### PROBLEM TO SOLVE
Your answer must be the full set of entries, reproduced exactly.

BEGIN INFORMATION SHOWN

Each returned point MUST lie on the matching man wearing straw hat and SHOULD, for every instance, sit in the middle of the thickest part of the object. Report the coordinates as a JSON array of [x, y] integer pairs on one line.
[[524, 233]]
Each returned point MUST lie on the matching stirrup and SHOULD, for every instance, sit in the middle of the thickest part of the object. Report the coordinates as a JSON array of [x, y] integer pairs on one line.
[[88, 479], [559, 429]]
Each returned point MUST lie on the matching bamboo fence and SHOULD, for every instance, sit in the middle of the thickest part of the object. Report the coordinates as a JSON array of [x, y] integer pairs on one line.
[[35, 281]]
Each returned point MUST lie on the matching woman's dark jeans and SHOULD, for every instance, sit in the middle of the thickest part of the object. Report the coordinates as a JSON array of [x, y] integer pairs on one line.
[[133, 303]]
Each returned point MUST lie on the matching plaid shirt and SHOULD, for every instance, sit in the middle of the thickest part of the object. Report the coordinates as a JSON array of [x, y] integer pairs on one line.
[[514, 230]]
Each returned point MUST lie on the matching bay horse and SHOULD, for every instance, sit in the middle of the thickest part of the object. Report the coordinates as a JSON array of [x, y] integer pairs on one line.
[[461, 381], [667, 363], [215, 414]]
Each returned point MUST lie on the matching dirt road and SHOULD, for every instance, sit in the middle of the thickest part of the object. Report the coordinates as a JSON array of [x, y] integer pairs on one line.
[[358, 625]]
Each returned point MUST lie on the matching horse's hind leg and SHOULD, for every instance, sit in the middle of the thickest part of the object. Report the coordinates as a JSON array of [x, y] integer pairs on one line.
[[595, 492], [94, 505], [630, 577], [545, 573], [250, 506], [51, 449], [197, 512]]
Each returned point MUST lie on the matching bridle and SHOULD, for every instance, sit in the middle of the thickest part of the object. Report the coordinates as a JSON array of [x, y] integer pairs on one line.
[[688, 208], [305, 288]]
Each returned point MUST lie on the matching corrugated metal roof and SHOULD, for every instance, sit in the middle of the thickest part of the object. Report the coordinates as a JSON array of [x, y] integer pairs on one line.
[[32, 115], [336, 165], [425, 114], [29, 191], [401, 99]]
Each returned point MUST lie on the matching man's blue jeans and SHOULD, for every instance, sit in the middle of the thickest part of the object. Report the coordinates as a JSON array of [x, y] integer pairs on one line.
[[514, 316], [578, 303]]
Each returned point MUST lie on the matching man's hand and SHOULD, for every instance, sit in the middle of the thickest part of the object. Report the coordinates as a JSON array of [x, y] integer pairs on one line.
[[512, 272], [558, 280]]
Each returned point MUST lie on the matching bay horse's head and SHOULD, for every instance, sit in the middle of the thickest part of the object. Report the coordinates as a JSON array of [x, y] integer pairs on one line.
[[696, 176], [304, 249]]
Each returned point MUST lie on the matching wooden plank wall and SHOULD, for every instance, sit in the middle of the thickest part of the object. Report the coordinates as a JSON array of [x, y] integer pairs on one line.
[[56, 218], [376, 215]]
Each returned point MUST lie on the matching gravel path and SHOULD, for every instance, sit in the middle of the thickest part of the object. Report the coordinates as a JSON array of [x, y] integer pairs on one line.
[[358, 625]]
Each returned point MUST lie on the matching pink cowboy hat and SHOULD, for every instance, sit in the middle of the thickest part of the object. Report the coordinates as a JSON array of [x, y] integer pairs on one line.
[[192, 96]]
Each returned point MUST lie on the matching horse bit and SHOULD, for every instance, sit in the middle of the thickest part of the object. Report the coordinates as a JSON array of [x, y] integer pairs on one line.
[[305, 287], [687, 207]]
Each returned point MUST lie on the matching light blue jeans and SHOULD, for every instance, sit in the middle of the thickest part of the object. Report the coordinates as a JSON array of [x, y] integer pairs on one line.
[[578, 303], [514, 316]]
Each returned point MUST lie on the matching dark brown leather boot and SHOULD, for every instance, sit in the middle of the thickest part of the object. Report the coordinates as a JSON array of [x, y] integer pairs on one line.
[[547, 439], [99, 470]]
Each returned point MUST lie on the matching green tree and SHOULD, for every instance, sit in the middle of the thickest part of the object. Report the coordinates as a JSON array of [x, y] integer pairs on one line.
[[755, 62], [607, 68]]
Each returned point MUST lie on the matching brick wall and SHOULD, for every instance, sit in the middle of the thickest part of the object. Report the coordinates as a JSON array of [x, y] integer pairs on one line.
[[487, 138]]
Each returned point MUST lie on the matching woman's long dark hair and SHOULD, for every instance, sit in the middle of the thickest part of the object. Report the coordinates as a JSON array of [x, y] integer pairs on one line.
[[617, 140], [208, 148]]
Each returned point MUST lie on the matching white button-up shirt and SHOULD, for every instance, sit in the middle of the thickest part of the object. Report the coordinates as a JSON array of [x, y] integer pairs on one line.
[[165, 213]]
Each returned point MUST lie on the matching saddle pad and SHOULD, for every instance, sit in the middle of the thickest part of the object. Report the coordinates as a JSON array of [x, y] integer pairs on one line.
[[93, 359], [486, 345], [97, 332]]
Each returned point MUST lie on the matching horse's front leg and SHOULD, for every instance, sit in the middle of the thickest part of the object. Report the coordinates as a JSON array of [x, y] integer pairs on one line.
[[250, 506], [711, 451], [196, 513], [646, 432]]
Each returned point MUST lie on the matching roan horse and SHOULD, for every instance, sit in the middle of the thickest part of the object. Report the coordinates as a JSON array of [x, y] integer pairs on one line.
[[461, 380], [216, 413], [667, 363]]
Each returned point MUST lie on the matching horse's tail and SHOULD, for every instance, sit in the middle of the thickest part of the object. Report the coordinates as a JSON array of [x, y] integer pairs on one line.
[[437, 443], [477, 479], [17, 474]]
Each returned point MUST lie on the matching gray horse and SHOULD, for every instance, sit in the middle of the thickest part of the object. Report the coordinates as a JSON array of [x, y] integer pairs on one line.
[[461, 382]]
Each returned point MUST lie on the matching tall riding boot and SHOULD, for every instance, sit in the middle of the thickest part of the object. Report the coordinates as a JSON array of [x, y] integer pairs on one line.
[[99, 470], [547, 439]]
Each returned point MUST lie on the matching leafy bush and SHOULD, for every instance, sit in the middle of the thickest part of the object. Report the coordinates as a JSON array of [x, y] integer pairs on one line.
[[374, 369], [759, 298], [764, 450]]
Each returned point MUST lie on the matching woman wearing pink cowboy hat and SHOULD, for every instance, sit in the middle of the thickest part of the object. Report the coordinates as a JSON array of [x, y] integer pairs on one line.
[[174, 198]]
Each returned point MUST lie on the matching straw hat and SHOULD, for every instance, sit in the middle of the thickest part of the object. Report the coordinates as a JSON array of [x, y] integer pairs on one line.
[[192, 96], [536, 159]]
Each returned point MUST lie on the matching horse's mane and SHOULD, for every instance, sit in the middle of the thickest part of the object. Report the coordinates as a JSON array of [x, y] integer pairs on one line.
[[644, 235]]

END INFORMATION SHOWN

### RESULT FOR THIS TASK
Each returned point MUST lie on the matching man wearing straw hat and SHOULD, for every instance, sit in the middle of the thickest part of the object. Report the coordinates as a JSON array of [x, y] integer pairs on one line.
[[524, 233]]
Each returned point MUST lie on the matching stirrup and SHOULD, for every instance, sit in the middle of the thickest part of the object. Report the coordinates as a JSON array of [x, y] integer pairs on one line.
[[88, 479], [559, 429]]
Each returned point MUST lie on the matching bamboo fence and SHOULD, for every instance, sit in the middle of the thickest part of the object. Report the coordinates as a JSON array of [x, y] integer pairs on one line.
[[35, 281]]
Each returned point MUST lie on the matching woman's dark jeans and SHOULD, for every instance, sit in the middle of the thickest part of the object. Report the coordinates as a JSON array of [x, y] integer pairs on one line.
[[133, 303]]
Each returned point MUST lie on the matching plaid shirt and SHOULD, for every instance, sit in the middle of the thickest part of the object. Report the coordinates as a JSON array of [x, y] integer pairs on one line.
[[514, 230]]
Each returned point MUST lie on the matching bay horse and SHOULD, for every instance, sit in the middle of the thickest part of the object. Report the coordinates as a JSON array of [x, y] integer pairs on one line.
[[461, 381], [667, 363], [215, 414]]
Each returned point MUST lie on the matching dirt road and SHOULD, for every instance, sit in the middle of the thickest part of the object. Report the coordinates as a JSON array of [x, y] integer pairs on one line.
[[358, 625]]
Each returned point MUST lie on the matching horse's hind leg and SHOULD, for every instance, sit in the middle of the thickest part of the object. Report the coordinates as a JSON array of [x, y] integer pairs on one line.
[[595, 492], [94, 505], [630, 577], [545, 573], [250, 506], [51, 449], [197, 512]]
Each returned point MUST lie on the matching bridle and SHOULD, for every instance, sit in the middle of the thickest part of the object. Report the coordinates as a JSON array of [x, y] integer pairs on one line.
[[688, 208], [305, 288]]
Each returned point MUST lie on the matching corrugated metal roof and SHOULD, for every instance, sit in the middle of the thickest part of the object. Report the coordinates as a JSON array of [x, y] integer pairs on one line.
[[32, 115], [336, 165], [425, 114], [29, 191], [401, 99]]
Each returned point MUST lie on the matching man's blue jeans and SHOULD, for every instance, sit in the middle of the thickest part of the object. Report the coordinates as a JSON array of [x, y] integer pairs on one line.
[[514, 316], [578, 303]]
Each returned point MUST lie on the matching man's hand and SHOULD, for every instance, sit in the middle of the thickest part of the object. Report the coordinates as a JSON array of [x, y] integer pairs on one line.
[[512, 272], [558, 280]]
Each returned point MUST lie on the matching bay horse's head and SHOULD, for every instance, sit in the middle of the thickest part of the object. Report the coordinates as a JSON array of [x, y] integer pairs on one line.
[[696, 176], [304, 249]]
Each returned point MUST lie on the matching wooden plank wall and SHOULD, for every instance, sit in the middle of the thickest part of the object. Report the coordinates as a JSON array of [x, y] integer pairs on one line.
[[56, 218], [376, 215]]
Each returned point MUST lie on the matching gravel path and SHOULD, for every instance, sit in the middle of the thickest part of the object. Report the coordinates as a JSON array of [x, y] integer pairs on one line.
[[358, 625]]
Each returned point MUST lie on the matching pink cowboy hat and SHOULD, for every instance, sit in the middle of the thickest part of the object. Report the coordinates as a JSON array of [x, y] integer pairs on one line.
[[192, 96]]
Each returned point MUST lie on the matching horse bit and SHOULD, for every instance, sit in the middle of the thickest part of the object. Report the coordinates as a JSON array of [x, y] integer pairs on one line.
[[305, 287], [687, 207]]
Each returned point MUST lie on the matching light blue jeans and SHOULD, for every instance, sit in the middle of the thickest part of the object. Report the coordinates as a JSON array of [x, y] integer pairs on one line.
[[578, 303], [514, 316]]
Each returned point MUST lie on the matching dark brown leather boot and SHOULD, for every instance, sit in the middle of the thickest part of the object. Report the coordinates as a JSON array of [x, y] integer pairs on one line.
[[547, 439], [99, 470]]
Each returned point MUST lie on the matching green tree and SHOULD, for every instance, sit in the middle of the thickest part of the object. Report the coordinates as a JSON array of [x, y] integer pairs on one line.
[[755, 62], [607, 68]]
Each returned point MUST lie on the matching brick wall and SHOULD, for every instance, sit in the middle of the thickest part of the object. Report the coordinates as a JSON array of [x, y] integer pairs on one line.
[[487, 138]]
Each returned point MUST lie on the matching woman's long dark hair and SHOULD, for every instance, sit in the middle of the thickest part of the object. Report the coordinates as a JSON array of [x, y] integer pairs on one line.
[[617, 140], [208, 148]]
Each returned point MUST lie on the matching white button-up shirt and SHOULD, for every instance, sit in the middle of the thickest part of the object. Report the coordinates as a JSON array of [x, y] integer pairs on one line.
[[165, 213]]
Each returned point MUST lie on the matching saddle pad and SHOULD, for every instance, sit in the middle of the thickest part of the object. Report the coordinates as a JSON array of [x, y] integer pairs on one line.
[[93, 359], [486, 345], [97, 332]]
Each returned point MUST lie on the matching horse's front leg and SHOULD, for every instance, sit in the middle of the thickest part of the object. Report the coordinates as a JSON array of [x, y] integer pairs on one line.
[[250, 506], [711, 451], [196, 513], [646, 432]]
Each returned point MUST lie on the matching roan horse and SHOULD, for every instance, sit in the middle of the thickest part of the object. Report the coordinates as a JSON array of [x, y] integer pairs on one line.
[[461, 380], [216, 413], [667, 363]]
Each returned point MUST lie on the matching horse's tail and SHOULD, for every instance, sit in the middle of the thickest part of the object. Report the coordinates as a JSON array of [x, y] integer pairs on one line.
[[437, 443], [477, 479], [17, 474]]
Each returned point MUST lie on the matching gray horse and SHOULD, for every instance, sit in the middle of the thickest part of the object. Report the coordinates as a JSON array of [x, y] integer pairs on one line.
[[461, 382]]
Each returned point MUST lie on the matching tall riding boot and SHOULD, for every instance, sit in the middle of the thickest part of the object. Report the coordinates as a JSON array of [x, y] integer pairs on one line.
[[99, 470], [547, 439]]
Each returned point MUST lie on the matching leafy bush and SHOULD, for every instance, sit in the middle of the thickest part of the object. Report the coordinates as a JSON array of [x, y] integer pairs on one line.
[[374, 369], [759, 298], [764, 450]]
Each returned point MUST lie on the matching woman wearing pink cowboy hat and SHOULD, for every instance, sit in the middle of the thickest part of the object. Report the coordinates as a JSON array of [x, y] integer pairs on one line.
[[174, 198]]
Each returned point MUST lie on the matching straw hat and SHOULD, for every instance, sit in the middle of the thickest part of the object. Report the coordinates as a JSON array of [x, y] integer pairs on one line.
[[192, 96], [536, 159]]
Each returned point MUST lie on the matching horse's mane and SHOULD, for every instance, sit in the middle of the thickest part of the object. Report the coordinates as a JSON array of [x, y] integer pairs on one line.
[[644, 235]]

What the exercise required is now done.